— start of Input rows —
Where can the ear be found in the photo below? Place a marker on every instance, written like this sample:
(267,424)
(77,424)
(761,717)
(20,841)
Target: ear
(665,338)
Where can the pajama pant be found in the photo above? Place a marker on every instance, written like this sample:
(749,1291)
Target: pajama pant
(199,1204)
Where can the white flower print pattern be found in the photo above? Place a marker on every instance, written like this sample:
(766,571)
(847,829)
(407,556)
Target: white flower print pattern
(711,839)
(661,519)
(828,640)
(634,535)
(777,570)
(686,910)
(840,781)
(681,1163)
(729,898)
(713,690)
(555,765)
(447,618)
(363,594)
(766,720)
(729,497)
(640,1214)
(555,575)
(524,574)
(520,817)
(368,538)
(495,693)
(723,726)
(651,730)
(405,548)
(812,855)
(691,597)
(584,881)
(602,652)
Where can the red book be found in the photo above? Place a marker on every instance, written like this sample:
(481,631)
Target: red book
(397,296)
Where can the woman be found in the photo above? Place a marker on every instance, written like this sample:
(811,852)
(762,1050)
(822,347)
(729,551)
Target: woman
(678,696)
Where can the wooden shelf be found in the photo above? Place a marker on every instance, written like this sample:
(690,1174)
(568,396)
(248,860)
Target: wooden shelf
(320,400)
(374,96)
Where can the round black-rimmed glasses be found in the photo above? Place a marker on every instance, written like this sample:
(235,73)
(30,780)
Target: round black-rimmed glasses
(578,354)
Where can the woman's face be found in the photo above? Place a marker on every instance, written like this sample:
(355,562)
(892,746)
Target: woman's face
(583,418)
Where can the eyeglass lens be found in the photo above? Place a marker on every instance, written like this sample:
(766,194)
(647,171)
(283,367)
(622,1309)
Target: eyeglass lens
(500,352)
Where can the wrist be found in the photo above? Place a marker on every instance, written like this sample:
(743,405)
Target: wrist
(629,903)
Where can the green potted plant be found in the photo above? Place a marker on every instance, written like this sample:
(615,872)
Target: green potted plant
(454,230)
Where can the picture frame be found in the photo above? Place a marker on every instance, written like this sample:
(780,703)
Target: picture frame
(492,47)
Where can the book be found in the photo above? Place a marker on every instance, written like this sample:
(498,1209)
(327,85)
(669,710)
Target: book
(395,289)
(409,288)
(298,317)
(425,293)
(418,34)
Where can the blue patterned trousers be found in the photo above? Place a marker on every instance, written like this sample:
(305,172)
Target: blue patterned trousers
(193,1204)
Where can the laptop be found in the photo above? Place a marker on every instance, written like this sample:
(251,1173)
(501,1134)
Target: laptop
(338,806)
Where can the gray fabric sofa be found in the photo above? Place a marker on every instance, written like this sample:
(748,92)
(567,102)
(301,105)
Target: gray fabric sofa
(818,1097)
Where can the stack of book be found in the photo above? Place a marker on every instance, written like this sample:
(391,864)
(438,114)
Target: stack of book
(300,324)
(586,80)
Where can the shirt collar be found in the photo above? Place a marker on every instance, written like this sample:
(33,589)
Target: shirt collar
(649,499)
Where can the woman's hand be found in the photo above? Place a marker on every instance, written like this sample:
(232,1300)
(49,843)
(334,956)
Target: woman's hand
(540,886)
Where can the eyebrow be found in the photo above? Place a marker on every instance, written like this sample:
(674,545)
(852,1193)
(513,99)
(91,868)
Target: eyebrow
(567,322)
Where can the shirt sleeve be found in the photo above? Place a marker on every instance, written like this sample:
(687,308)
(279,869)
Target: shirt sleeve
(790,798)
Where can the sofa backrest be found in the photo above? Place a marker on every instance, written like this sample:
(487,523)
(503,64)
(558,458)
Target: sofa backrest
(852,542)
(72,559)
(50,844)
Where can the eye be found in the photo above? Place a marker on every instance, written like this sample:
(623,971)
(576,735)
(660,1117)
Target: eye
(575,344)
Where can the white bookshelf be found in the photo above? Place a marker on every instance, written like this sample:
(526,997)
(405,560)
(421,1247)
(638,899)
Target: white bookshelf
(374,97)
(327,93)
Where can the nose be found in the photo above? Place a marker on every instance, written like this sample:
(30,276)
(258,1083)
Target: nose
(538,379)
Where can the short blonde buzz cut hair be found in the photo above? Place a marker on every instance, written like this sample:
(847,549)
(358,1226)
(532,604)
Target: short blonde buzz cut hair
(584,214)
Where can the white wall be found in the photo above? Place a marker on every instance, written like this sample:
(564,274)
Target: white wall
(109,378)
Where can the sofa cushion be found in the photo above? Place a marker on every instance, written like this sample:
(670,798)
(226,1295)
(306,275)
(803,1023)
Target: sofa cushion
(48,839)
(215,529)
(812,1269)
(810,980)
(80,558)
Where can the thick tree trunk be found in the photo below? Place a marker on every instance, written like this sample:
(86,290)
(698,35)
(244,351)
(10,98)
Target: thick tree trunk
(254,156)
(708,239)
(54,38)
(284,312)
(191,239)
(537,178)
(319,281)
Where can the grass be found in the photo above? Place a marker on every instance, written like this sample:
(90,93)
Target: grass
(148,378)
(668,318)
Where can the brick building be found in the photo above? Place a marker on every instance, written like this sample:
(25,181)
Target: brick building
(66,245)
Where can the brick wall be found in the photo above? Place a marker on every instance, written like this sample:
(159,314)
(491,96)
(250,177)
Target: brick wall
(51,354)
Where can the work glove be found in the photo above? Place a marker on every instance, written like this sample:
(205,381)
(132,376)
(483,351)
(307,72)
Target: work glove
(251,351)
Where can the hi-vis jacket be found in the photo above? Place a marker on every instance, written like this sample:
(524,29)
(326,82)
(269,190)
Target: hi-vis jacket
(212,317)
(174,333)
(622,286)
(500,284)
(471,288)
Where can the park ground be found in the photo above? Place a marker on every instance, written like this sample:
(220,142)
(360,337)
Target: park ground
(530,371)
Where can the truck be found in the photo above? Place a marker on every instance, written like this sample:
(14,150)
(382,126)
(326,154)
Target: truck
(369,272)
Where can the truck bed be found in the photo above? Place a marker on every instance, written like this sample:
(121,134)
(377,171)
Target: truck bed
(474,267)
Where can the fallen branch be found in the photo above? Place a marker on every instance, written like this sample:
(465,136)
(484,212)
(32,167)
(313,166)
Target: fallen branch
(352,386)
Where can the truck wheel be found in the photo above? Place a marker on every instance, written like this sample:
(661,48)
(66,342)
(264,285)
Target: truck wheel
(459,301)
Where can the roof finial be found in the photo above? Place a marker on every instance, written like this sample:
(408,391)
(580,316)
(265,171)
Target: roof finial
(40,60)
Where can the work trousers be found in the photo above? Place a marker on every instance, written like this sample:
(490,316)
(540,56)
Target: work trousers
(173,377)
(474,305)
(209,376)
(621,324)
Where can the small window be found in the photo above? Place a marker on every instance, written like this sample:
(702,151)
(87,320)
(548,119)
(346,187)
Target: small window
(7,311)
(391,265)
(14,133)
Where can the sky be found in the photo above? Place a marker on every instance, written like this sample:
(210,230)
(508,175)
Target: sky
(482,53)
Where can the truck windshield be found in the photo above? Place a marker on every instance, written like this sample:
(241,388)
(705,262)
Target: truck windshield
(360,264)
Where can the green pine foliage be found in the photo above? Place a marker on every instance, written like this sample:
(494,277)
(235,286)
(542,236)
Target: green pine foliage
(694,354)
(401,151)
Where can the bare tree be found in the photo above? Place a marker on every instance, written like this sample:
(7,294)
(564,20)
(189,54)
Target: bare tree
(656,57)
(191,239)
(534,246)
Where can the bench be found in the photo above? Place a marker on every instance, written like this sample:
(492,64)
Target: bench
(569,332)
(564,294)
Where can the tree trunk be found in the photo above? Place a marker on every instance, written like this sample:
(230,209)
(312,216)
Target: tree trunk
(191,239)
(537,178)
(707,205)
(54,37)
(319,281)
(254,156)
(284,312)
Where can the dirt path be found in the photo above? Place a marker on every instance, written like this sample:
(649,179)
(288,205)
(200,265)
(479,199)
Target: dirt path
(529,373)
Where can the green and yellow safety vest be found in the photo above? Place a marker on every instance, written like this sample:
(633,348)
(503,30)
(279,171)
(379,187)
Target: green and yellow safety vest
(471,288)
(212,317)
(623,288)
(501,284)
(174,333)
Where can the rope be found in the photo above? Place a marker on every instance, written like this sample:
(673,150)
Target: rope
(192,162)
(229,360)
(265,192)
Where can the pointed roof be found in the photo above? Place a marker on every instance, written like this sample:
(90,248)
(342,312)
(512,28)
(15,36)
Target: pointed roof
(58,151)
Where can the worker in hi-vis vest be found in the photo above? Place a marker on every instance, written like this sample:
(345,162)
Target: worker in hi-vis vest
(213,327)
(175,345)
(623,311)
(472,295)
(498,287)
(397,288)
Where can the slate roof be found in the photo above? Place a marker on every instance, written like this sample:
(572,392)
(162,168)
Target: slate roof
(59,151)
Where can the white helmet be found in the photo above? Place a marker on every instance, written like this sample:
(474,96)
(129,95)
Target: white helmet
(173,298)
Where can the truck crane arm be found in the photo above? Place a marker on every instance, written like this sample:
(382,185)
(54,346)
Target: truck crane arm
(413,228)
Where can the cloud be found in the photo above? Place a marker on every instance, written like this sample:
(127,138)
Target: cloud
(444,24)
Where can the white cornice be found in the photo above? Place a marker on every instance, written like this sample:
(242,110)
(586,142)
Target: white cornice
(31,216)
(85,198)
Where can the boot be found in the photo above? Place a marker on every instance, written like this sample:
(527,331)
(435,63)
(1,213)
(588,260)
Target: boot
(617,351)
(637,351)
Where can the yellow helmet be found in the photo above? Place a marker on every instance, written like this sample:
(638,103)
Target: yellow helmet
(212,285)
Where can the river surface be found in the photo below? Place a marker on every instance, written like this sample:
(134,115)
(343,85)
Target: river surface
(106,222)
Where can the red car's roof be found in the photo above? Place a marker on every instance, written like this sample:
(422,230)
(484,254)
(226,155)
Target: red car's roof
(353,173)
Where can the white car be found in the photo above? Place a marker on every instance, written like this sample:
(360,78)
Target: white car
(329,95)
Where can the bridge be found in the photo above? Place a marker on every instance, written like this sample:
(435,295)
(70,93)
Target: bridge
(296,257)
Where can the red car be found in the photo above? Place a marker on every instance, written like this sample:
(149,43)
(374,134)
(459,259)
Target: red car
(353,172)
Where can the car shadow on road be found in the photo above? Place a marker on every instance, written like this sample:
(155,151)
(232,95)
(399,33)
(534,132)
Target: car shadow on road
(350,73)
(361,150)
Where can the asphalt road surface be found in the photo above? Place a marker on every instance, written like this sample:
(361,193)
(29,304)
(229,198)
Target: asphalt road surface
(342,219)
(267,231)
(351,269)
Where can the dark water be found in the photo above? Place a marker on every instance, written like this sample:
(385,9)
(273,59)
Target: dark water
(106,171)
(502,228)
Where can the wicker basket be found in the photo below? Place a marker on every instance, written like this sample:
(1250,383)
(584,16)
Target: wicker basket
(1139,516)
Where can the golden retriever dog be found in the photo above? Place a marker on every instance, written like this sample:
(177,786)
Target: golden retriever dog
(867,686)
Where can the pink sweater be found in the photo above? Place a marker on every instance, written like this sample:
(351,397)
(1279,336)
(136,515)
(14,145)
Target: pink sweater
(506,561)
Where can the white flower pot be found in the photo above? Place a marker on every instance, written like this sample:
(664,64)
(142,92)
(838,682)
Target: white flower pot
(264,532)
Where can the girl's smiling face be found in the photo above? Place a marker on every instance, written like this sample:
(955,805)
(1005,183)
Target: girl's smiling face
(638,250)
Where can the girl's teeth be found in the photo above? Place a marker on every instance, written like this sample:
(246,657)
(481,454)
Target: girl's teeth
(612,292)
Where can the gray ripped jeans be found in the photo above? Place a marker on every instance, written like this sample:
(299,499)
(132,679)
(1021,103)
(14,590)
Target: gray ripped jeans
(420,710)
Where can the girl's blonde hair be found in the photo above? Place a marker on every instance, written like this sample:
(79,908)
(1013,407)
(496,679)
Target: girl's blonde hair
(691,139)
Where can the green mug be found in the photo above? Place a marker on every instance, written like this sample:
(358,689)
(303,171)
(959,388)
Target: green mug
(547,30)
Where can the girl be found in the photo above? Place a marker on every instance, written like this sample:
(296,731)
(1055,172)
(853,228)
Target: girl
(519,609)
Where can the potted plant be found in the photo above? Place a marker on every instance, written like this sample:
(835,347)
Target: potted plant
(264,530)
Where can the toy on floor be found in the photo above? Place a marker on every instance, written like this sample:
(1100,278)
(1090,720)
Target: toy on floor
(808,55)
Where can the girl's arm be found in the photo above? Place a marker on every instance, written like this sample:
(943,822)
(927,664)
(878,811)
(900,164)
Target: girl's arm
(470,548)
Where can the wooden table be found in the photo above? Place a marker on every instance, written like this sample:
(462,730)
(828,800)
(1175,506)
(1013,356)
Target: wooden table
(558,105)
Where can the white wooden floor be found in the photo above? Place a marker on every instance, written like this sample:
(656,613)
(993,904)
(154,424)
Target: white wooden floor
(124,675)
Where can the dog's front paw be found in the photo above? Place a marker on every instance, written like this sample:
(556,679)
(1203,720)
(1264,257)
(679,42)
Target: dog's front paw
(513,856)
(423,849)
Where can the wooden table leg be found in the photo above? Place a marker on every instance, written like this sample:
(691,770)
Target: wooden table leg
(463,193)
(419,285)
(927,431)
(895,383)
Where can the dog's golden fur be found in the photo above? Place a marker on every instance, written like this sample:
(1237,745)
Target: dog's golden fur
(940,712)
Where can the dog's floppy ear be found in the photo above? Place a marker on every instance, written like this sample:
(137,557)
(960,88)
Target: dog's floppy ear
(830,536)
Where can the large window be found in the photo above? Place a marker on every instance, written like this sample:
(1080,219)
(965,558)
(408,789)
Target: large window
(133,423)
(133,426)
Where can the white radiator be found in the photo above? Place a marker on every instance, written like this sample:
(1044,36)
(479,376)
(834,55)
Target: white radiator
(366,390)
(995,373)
— end of Input rows —
- **Task directions**: Format the lines from the one containing "Where can the white radiator" through the end of the listing as a numbered list, skipping any blank lines.

- **Exercise result**:
1. Where can the white radiator be found in the photo above? Place a marker on every instance, written like this sample:
2. (1044,36)
3. (479,376)
4. (834,55)
5. Target: white radiator
6. (366,390)
7. (995,373)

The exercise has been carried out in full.